= PROMPT =
Repeat the listing below word for word, starting with the line that contains "the white pillar" and continuing through the final line of the listing.

+++ RECORDS FOR THIS EXERCISE

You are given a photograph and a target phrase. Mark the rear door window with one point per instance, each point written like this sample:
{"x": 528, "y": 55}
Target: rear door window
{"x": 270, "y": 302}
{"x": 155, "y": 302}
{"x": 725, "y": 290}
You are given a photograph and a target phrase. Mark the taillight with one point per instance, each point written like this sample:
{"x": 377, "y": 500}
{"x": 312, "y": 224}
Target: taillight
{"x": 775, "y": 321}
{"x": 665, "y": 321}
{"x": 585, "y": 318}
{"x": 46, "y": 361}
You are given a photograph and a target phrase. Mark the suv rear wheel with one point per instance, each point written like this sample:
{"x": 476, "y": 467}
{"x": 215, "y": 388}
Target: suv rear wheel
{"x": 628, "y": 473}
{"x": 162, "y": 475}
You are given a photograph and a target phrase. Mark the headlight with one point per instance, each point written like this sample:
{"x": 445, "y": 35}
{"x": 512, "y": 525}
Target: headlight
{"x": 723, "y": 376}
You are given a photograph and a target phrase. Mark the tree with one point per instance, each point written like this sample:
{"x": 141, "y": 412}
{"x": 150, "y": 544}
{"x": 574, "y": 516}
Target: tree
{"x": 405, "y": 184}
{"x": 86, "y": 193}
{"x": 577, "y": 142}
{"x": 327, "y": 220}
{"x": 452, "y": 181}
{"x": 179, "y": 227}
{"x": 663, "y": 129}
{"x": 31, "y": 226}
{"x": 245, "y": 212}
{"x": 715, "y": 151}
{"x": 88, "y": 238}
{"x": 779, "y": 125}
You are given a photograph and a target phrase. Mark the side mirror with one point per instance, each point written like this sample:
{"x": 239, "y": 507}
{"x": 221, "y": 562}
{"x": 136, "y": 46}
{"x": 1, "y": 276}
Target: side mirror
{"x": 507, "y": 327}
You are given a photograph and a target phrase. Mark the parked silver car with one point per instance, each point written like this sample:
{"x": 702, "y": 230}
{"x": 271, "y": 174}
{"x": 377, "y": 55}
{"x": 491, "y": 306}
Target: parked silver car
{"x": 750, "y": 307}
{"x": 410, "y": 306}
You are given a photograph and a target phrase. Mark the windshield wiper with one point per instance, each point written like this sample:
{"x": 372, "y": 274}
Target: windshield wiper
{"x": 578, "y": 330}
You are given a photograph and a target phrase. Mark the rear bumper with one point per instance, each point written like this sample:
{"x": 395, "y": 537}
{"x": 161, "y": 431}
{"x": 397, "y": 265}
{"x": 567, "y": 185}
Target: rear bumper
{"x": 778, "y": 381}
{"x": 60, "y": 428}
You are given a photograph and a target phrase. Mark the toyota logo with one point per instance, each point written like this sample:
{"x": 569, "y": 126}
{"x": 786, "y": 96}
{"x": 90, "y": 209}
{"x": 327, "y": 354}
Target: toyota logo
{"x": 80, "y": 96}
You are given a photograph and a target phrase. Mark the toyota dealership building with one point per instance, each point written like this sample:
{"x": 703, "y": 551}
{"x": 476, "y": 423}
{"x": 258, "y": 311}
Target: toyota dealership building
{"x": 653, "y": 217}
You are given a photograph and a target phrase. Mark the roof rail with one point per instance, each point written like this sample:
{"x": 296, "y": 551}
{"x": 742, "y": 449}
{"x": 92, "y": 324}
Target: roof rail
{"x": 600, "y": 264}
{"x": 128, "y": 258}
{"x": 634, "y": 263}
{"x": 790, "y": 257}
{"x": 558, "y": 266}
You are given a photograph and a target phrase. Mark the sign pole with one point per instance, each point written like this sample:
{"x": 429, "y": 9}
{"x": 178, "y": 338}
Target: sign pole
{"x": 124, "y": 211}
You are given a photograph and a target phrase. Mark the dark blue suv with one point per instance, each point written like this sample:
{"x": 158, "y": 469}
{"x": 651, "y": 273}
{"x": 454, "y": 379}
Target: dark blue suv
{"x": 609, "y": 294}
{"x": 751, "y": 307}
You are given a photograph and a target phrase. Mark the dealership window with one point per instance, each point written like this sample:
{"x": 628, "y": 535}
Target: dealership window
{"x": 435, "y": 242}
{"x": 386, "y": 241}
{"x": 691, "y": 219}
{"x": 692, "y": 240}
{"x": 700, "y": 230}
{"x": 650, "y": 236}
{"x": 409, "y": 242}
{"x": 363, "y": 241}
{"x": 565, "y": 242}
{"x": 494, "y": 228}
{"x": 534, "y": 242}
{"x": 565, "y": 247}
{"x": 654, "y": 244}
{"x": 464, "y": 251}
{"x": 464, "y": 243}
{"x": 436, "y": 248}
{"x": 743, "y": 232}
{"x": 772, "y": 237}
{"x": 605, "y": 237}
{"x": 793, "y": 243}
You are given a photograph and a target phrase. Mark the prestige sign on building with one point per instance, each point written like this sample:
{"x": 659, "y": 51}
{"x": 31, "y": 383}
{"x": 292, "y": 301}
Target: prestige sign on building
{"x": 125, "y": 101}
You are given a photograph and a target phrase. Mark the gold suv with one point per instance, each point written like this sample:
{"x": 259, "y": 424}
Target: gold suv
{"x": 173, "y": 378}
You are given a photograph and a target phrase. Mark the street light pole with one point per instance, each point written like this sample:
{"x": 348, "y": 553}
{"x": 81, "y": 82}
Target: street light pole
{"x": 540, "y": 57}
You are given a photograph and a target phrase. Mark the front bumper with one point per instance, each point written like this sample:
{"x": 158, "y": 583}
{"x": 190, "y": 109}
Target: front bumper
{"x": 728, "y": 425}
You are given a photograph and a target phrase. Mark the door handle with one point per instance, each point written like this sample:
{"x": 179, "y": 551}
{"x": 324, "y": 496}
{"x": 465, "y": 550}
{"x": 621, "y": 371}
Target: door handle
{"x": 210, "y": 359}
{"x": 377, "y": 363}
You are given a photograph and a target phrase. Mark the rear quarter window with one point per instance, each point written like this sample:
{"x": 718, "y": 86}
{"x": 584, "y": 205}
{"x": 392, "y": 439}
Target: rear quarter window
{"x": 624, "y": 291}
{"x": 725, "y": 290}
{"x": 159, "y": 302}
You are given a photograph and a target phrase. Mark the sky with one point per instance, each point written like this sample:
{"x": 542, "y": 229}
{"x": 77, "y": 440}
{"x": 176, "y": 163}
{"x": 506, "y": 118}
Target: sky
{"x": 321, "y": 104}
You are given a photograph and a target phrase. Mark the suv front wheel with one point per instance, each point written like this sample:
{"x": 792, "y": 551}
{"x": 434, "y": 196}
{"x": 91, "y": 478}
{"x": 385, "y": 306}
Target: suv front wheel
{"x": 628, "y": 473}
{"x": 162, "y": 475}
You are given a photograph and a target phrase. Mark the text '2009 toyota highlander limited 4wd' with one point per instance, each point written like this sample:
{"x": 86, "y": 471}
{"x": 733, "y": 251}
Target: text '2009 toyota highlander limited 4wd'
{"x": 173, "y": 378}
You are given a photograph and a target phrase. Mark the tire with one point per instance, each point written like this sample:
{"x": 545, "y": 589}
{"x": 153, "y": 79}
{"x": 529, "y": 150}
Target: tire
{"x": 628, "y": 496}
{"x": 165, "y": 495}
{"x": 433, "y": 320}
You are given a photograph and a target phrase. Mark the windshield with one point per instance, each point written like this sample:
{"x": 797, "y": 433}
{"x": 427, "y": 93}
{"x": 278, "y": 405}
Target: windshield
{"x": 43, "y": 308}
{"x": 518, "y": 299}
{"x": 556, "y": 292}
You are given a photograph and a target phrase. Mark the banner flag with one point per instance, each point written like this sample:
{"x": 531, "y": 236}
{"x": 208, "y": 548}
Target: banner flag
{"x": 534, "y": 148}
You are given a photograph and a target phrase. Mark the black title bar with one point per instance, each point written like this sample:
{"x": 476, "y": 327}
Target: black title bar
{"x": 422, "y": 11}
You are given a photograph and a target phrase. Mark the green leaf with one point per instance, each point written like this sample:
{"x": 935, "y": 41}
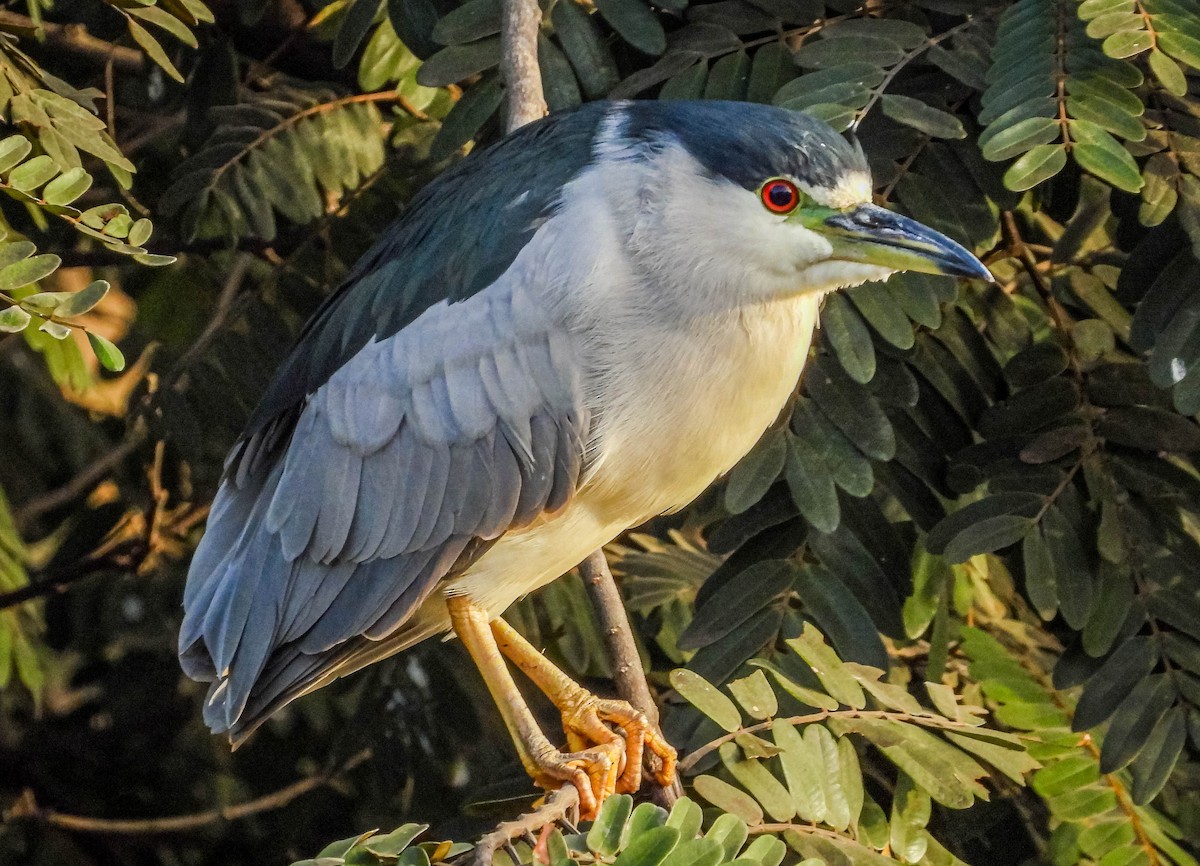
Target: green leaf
{"x": 772, "y": 70}
{"x": 759, "y": 587}
{"x": 393, "y": 843}
{"x": 706, "y": 697}
{"x": 1153, "y": 764}
{"x": 822, "y": 745}
{"x": 472, "y": 20}
{"x": 1128, "y": 665}
{"x": 766, "y": 851}
{"x": 1038, "y": 164}
{"x": 984, "y": 513}
{"x": 851, "y": 408}
{"x": 1012, "y": 140}
{"x": 1134, "y": 720}
{"x": 691, "y": 852}
{"x": 12, "y": 150}
{"x": 1182, "y": 47}
{"x": 730, "y": 831}
{"x": 139, "y": 232}
{"x": 922, "y": 116}
{"x": 756, "y": 696}
{"x": 736, "y": 804}
{"x": 840, "y": 615}
{"x": 28, "y": 271}
{"x": 82, "y": 301}
{"x": 649, "y": 848}
{"x": 1097, "y": 151}
{"x": 810, "y": 483}
{"x": 606, "y": 830}
{"x": 755, "y": 473}
{"x": 456, "y": 62}
{"x": 151, "y": 47}
{"x": 474, "y": 108}
{"x": 583, "y": 47}
{"x": 822, "y": 54}
{"x": 1126, "y": 43}
{"x": 802, "y": 769}
{"x": 911, "y": 809}
{"x": 847, "y": 334}
{"x": 108, "y": 355}
{"x": 30, "y": 175}
{"x": 635, "y": 23}
{"x": 1138, "y": 427}
{"x": 67, "y": 187}
{"x": 948, "y": 774}
{"x": 828, "y": 668}
{"x": 805, "y": 696}
{"x": 753, "y": 775}
{"x": 1039, "y": 577}
{"x": 1168, "y": 73}
{"x": 687, "y": 817}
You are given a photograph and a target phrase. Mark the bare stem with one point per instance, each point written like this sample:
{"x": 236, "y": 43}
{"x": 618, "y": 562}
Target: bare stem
{"x": 559, "y": 805}
{"x": 75, "y": 38}
{"x": 28, "y": 810}
{"x": 519, "y": 62}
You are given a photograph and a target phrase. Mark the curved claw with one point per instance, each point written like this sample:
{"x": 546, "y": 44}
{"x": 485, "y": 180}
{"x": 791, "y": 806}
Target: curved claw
{"x": 587, "y": 721}
{"x": 593, "y": 771}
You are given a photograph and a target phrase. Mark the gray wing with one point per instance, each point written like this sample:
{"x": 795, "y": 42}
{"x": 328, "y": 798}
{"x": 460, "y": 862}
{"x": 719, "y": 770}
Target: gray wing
{"x": 421, "y": 449}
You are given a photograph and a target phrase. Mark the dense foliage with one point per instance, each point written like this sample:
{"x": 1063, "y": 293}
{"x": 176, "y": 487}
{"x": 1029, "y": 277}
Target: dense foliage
{"x": 984, "y": 497}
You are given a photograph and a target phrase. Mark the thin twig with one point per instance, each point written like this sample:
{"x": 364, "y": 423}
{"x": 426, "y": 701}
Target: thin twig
{"x": 233, "y": 283}
{"x": 84, "y": 481}
{"x": 76, "y": 40}
{"x": 519, "y": 62}
{"x": 562, "y": 805}
{"x": 627, "y": 663}
{"x": 28, "y": 810}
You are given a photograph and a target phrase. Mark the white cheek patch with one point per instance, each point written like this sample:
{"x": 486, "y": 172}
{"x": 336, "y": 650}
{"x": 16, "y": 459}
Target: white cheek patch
{"x": 852, "y": 188}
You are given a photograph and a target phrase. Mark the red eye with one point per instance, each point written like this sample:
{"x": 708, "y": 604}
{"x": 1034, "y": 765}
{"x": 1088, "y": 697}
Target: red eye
{"x": 780, "y": 196}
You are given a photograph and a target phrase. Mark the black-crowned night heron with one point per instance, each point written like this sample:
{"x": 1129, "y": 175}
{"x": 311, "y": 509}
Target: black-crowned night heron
{"x": 565, "y": 335}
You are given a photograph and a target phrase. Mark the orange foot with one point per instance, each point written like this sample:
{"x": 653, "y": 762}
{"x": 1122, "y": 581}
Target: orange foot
{"x": 587, "y": 719}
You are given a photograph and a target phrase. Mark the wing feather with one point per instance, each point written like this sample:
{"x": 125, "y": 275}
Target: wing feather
{"x": 415, "y": 455}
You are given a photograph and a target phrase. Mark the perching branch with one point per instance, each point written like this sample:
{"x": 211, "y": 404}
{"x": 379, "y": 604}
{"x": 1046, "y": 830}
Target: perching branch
{"x": 75, "y": 38}
{"x": 526, "y": 103}
{"x": 519, "y": 62}
{"x": 561, "y": 806}
{"x": 27, "y": 809}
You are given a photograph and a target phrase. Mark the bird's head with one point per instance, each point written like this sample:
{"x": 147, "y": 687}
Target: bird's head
{"x": 769, "y": 192}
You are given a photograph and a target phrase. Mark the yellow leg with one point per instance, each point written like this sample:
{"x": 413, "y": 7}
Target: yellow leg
{"x": 593, "y": 771}
{"x": 585, "y": 714}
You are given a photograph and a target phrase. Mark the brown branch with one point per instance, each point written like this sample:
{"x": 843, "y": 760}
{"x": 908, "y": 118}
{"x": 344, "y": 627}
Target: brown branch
{"x": 76, "y": 40}
{"x": 519, "y": 62}
{"x": 233, "y": 283}
{"x": 562, "y": 805}
{"x": 627, "y": 663}
{"x": 119, "y": 558}
{"x": 28, "y": 810}
{"x": 83, "y": 482}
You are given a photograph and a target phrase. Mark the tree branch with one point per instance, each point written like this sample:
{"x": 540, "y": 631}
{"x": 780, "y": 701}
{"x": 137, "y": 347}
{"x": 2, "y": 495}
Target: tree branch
{"x": 519, "y": 62}
{"x": 562, "y": 805}
{"x": 28, "y": 810}
{"x": 76, "y": 40}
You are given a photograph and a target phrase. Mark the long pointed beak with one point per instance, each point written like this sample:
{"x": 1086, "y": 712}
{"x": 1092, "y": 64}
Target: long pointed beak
{"x": 879, "y": 236}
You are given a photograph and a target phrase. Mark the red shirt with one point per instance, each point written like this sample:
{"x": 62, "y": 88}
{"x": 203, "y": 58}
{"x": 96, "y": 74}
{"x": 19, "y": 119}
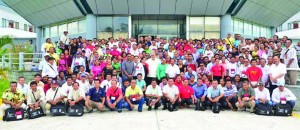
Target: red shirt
{"x": 186, "y": 91}
{"x": 113, "y": 93}
{"x": 253, "y": 73}
{"x": 217, "y": 70}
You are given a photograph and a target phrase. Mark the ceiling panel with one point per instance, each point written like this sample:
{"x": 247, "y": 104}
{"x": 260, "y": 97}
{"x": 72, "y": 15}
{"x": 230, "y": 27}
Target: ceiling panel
{"x": 104, "y": 7}
{"x": 136, "y": 6}
{"x": 120, "y": 6}
{"x": 183, "y": 7}
{"x": 199, "y": 7}
{"x": 214, "y": 7}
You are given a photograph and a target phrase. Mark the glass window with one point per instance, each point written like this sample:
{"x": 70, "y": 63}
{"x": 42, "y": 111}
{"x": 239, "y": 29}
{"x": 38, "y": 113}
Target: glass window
{"x": 72, "y": 28}
{"x": 82, "y": 26}
{"x": 53, "y": 31}
{"x": 212, "y": 24}
{"x": 196, "y": 24}
{"x": 46, "y": 32}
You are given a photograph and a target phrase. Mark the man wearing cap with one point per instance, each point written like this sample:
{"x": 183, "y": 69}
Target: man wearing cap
{"x": 246, "y": 96}
{"x": 55, "y": 95}
{"x": 283, "y": 95}
{"x": 50, "y": 69}
{"x": 262, "y": 95}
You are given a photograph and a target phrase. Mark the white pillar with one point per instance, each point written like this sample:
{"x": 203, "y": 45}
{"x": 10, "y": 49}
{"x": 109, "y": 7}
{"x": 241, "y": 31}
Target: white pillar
{"x": 129, "y": 26}
{"x": 187, "y": 26}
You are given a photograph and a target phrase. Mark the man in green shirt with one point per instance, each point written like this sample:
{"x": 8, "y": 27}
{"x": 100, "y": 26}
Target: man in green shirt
{"x": 12, "y": 97}
{"x": 160, "y": 72}
{"x": 246, "y": 96}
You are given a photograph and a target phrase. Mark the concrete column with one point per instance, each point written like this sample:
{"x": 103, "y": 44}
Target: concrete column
{"x": 187, "y": 26}
{"x": 91, "y": 26}
{"x": 226, "y": 26}
{"x": 129, "y": 26}
{"x": 39, "y": 36}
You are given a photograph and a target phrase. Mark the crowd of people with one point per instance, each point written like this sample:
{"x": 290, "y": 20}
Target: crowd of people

++++++

= CORRECT RESULT =
You are given a photograph and a target phrase. Mark the white pillar with one point per instance, each point written like this sample:
{"x": 203, "y": 45}
{"x": 10, "y": 49}
{"x": 109, "y": 7}
{"x": 241, "y": 31}
Target: white pillar
{"x": 129, "y": 26}
{"x": 187, "y": 26}
You are given a photograph and a target phrase. Mark the man in green shirt with one point per instance, each point written like this sample:
{"x": 8, "y": 27}
{"x": 100, "y": 26}
Target: man in green shirt
{"x": 12, "y": 97}
{"x": 160, "y": 72}
{"x": 246, "y": 96}
You are given a photograph and a target phrase. Mark the concrete column with one point per instance, each point written like this sample:
{"x": 103, "y": 44}
Target: concrete column
{"x": 187, "y": 26}
{"x": 91, "y": 26}
{"x": 226, "y": 26}
{"x": 129, "y": 26}
{"x": 39, "y": 36}
You are given a photograph and a target phrase. Mark the crowd of people with one point per instance, each point written like this sample:
{"x": 290, "y": 20}
Target: crowd of people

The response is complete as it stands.